• INSTRUCTIONS TO FOLLOW: Please pick out and copy every line of the records below that contains the word "plastic".

• DATA PROVIDED:
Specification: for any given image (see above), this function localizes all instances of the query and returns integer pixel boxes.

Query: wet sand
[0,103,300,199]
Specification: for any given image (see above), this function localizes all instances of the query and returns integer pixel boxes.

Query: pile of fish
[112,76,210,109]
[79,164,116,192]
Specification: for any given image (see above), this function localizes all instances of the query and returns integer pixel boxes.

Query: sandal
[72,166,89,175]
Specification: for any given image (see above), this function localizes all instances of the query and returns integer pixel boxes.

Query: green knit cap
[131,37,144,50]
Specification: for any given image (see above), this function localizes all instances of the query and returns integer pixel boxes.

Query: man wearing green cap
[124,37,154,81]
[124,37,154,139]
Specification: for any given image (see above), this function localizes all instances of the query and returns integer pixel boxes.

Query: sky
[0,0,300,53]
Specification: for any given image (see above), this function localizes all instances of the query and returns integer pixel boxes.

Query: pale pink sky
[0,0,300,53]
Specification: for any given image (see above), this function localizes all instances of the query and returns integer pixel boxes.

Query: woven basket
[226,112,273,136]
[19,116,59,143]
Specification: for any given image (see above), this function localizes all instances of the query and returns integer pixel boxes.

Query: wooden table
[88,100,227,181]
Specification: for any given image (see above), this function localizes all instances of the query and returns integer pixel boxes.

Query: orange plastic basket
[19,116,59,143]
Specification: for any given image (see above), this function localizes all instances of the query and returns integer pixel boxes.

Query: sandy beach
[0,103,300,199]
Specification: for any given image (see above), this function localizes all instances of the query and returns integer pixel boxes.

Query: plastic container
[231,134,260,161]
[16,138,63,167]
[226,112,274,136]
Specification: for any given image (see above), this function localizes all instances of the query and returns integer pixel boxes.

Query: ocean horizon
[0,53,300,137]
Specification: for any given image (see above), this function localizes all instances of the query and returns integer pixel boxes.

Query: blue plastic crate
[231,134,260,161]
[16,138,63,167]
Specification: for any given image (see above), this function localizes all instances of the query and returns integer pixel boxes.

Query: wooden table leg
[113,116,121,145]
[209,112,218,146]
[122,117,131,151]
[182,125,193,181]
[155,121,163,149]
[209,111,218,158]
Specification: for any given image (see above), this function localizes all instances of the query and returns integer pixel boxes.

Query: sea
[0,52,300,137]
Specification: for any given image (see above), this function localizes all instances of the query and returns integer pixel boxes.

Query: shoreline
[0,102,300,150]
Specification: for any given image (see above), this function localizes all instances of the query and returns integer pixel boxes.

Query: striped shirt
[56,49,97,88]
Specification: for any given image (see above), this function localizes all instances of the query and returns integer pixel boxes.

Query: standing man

• WORKED ANSWER:
Query: orange plastic basket
Query: plastic container
Query: blue plastic crate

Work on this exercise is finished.